Instructions for the task — Please set down every entry below exactly as given.

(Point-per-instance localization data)

....

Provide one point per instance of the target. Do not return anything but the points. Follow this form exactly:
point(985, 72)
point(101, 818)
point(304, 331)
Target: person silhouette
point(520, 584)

....

Reply to the exercise —
Provide one point per instance of the target. Do not return anything but the points. Follow this form exactly:
point(985, 72)
point(101, 818)
point(304, 331)
Target: person silhouette
point(520, 584)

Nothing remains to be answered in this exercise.